[TASK GOAL] Exact copies of all the records are to be printed.

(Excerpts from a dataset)
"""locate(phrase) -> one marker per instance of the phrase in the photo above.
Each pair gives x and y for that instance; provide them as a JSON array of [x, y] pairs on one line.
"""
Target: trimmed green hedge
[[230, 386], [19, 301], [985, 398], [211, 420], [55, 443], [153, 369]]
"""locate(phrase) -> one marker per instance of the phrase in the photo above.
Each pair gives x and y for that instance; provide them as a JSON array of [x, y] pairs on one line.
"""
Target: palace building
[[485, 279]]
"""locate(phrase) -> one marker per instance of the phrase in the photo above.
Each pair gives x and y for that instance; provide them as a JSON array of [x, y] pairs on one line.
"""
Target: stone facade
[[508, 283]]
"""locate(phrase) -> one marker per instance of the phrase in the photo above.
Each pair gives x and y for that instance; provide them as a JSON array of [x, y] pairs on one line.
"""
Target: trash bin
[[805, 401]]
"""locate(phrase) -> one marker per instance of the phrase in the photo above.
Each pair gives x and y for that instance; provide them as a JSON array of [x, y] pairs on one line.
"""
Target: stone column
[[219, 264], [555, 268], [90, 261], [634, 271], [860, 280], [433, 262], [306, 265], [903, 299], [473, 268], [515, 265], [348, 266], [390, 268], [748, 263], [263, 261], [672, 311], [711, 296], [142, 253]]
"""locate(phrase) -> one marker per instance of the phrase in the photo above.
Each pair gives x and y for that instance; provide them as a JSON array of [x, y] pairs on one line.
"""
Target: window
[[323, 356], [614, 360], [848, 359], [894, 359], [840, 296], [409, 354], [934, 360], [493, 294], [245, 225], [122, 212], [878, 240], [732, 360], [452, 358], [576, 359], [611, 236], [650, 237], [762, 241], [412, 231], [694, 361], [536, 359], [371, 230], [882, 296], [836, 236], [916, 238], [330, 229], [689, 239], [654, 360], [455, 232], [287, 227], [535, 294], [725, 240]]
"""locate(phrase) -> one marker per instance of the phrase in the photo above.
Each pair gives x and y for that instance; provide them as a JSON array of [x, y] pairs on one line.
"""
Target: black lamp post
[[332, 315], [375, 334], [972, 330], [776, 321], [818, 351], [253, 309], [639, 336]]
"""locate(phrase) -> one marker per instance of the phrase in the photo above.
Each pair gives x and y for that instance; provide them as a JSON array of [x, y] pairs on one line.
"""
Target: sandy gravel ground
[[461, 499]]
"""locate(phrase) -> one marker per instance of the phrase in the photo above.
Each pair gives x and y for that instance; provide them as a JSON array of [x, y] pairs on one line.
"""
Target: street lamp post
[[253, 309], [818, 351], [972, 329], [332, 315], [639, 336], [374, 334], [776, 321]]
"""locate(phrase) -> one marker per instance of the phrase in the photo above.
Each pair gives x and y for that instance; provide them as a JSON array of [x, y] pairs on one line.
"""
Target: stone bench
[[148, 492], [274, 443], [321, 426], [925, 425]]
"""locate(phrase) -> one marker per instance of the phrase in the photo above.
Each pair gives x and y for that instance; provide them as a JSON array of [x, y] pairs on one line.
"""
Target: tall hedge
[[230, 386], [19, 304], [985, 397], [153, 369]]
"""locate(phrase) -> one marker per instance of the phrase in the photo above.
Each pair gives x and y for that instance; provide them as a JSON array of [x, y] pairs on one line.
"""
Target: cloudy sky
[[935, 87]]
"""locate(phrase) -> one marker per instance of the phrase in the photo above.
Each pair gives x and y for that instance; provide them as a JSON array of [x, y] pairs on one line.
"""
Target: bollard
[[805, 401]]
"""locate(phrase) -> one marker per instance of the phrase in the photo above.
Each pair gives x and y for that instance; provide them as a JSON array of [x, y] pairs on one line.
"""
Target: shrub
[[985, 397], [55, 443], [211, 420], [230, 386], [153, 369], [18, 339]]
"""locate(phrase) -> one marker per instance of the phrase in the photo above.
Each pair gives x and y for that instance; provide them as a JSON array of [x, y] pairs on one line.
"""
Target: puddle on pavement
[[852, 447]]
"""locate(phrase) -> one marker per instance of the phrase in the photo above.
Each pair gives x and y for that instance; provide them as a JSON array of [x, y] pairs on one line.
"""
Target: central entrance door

[WORKED SOLUTION]
"""locate(phrase) -> one marker per instance of the phrase in the photo above.
Each pair gives x and y for that instance; provide them as a JSON array of [x, y] pairs on one line.
"""
Target: trimmed green hedge
[[230, 386], [19, 301], [985, 398], [211, 420], [55, 443], [153, 369]]
"""locate(phrase) -> one marker per instance of the phrase in the photo above.
Each pair gives x and y for that instance; provide them as a JSON array of [x, y] pairs on one line.
"""
Target: palace building
[[485, 279]]
"""locate(phrase) -> one marker per instance of the phrase in the photo above.
Each pair gives x and y for that instance; provide them as a JSON array of [x, y] pairs on one line.
"""
Target: stone facade
[[508, 283]]
"""locate(phrase) -> one marker per instance of the phrase in the photo above.
Each pair gives x and y for that instance; provide them as a JSON array of [x, y] pairs on one line.
"""
Target: trash bin
[[805, 401]]
"""locate(phrase) -> one marker per instance of the phrase in the photo above.
Each pair gives x and y for that instance; provide them as a JSON array of [x, y] pairs on one line.
"""
Target: stone column
[[219, 264], [555, 268], [90, 261], [634, 271], [860, 280], [433, 262], [306, 265], [903, 299], [473, 268], [515, 265], [348, 266], [390, 268], [748, 263], [263, 261], [672, 311], [711, 296], [142, 253]]
"""locate(phrase) -> one marker per instance of the phrase in the photo above.
Each pair gives x and y for that instance; provide them as a JSON array of [x, y] pairs on one line.
"""
Target: window
[[323, 356], [614, 360], [848, 359], [894, 359], [840, 296], [409, 354], [934, 360], [493, 294], [245, 225], [122, 212], [878, 240], [732, 360], [452, 358], [576, 359], [611, 236], [650, 237], [762, 241], [412, 231], [694, 361], [536, 359], [371, 230], [882, 296], [836, 236], [916, 238], [330, 229], [689, 239], [654, 360], [455, 232], [287, 227], [535, 294], [725, 240]]
"""locate(phrase) -> one marker per instance of the phrase in the photo above.
Each pair gives x and y for that instance; provide them as a JSON array of [x, y] pairs on one line.
"""
Target: black lamp post
[[332, 315], [375, 334], [972, 330], [776, 321], [818, 351], [253, 309], [639, 336]]
"""locate(phrase) -> one marker per instance of the phrase in the photo above.
Each pair gives x and y for that instance; provide them as a JSON array of [x, y] pairs on one line.
"""
Target: sandy gravel ground
[[461, 499]]
"""locate(phrase) -> one marker per instance of the phrase in the photo above.
Each pair gives x and y for that instance; provide them as a JSON array of [x, y] pairs on one line.
"""
Target: street lamp post
[[253, 309], [818, 351], [972, 329], [332, 315], [639, 336], [374, 334], [776, 321]]
"""locate(phrase) -> one marker per instance of the phrase in the photo above.
Each pair gives x and y for that instance; provide them as a JSON array of [x, y] pairs on one line.
"""
Target: stone bench
[[148, 492], [274, 443], [321, 426], [925, 425]]
"""locate(phrase) -> one marker per instance of the phrase in the photo above.
Each pair gives x and y for that instance; provide them as a JSON array of [x, y] pairs on one line.
"""
Target: tall hedge
[[230, 386], [19, 304], [985, 397], [153, 369]]
"""locate(phrase) -> one marker per instance of the phrase in the photo above.
Each pair gives x and y for that instance; provide them as a JSON array of [x, y] pairs on one line.
"""
Target: cloudy sky
[[935, 87]]
"""locate(phrase) -> one marker per instance of the phrase in the photo above.
Each pair gives x and y for that instance; provide them as a JSON array of [x, y] pairs on one line.
"""
Target: bollard
[[805, 401]]
"""locate(phrase) -> one marker per instance of the phrase in the photo above.
Each pair gives x and y for that instance; provide them as a JSON array of [x, y] pairs on one line.
"""
Target: shrub
[[985, 397], [55, 443], [211, 420], [230, 386], [153, 369], [18, 339]]
"""locate(phrase) -> one marker per instance of the phrase in the photo above.
Each pair gives x and y for that instance; provide them as a JSON array of [x, y] pairs on one line.
"""
Target: puddle on pavement
[[852, 447]]
"""locate(phrase) -> one marker per instance of the phrase in the photo above.
Each pair gives x and y for that instance; provide them as a JSON array of [x, y] pairs on one line.
"""
Target: central entrance door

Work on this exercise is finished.